Francis is widely expected to meet in private with survivors of child abuse during his visit to Lisbon, as he has done on past foreign trips.
Opening his first day in Lisbon for the post-pandemic edition of World Youth Day, Pope Francis urged Europe to retake its role as a peacemaker and bridgebuilder.
In his opening remarks he hoped to inspire the next generation of Catholics to work together to combat conflicts, climate change and other problems facing the world.
“I dream of a Europe, the heart of the West, which employs its immense talents to settle conflicts and lighting lamps of hope,” Francis said.
“A Europe capable of recovering its youthful heart, looking to the greatness of the whole and beyond its immediate needs. A Europe inclusive of peoples and persons, without chasing after ideologies.”
Francis’ first stop was at the Belem National Palace, the official presidential residence in Belem, west of Lisbon. The event will last for five days culminating with a papal Mass on Sunday.
During his visit he will have to cope with the church's ongoing clergy sexual abuse scandal.
Francis is widely expected to meet in private with abuse survivors this week and could well refer to the problem in his public remarks, as he has done during past foreign trips.

Task requirements
#1 Retype the report on the pope's Lisbon visit from "Opening his first" to "facing the world.".
#2 According to the report on the pope's Lisbon visit, where was Francis' first stop?
#3 Decide whether each statement agrees with the report on the pope's Lisbon visit, answering yes or no and quoting the words that settle it: (a) The event lasts five days. (b) Francis' first stop was in central Lisbon. (c) Francis said he hoped Europe would chase after ideologies.

Dataset content
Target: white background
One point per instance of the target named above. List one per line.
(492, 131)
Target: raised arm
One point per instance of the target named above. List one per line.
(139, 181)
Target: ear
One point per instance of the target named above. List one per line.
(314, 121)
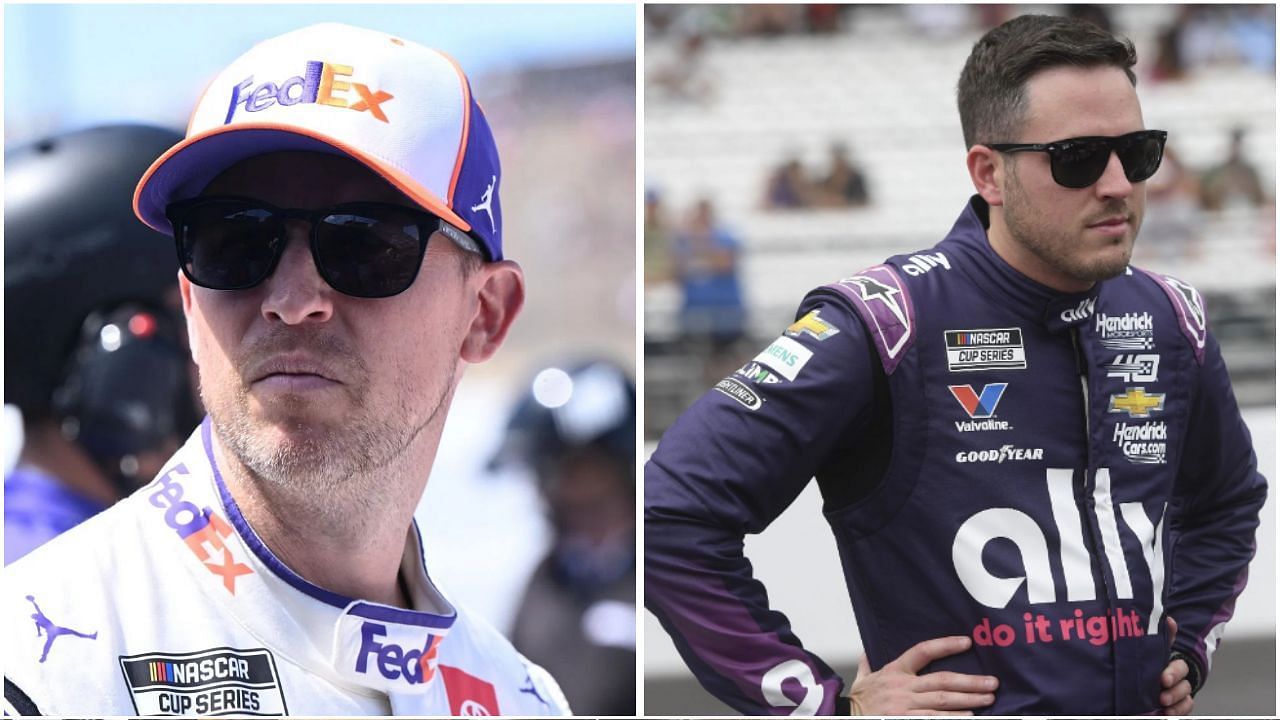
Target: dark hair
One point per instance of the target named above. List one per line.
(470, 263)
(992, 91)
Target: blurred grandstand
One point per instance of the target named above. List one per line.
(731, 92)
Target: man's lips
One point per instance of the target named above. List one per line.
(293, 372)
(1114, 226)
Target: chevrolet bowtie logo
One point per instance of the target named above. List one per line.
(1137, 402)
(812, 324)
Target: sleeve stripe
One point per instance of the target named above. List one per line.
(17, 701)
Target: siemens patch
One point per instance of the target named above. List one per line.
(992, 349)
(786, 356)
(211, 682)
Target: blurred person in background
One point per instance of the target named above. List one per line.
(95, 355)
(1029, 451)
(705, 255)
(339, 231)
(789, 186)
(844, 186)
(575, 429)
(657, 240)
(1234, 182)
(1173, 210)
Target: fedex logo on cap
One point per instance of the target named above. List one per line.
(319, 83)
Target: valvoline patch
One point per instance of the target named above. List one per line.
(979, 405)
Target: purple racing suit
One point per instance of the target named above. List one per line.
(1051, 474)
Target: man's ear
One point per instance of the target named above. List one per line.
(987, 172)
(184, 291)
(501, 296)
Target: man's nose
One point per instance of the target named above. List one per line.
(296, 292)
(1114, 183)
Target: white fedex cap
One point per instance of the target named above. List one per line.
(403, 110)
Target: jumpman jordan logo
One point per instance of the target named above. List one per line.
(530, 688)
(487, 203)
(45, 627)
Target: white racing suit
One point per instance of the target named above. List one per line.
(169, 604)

Task responses
#1
Opening his first day in Lisbon for the post-pandemic edition of World Youth Day, Pope Francis urged Europe to retake its role as a peacemaker and bridgebuilder.
In his opening remarks he hoped to inspire the next generation of Catholics to work together to combat conflicts, climate change and other problems facing the world.

#2 The Belem National Palace, the official presidential residence in Belem, west of Lisbon.

#3
(a) Yes: "The event will last for five days culminating with a papal Mass on Sunday."
(b) No: "the official presidential residence in Belem, west of Lisbon"
(c) No: "A Europe inclusive of peoples and persons, without chasing after ideologies."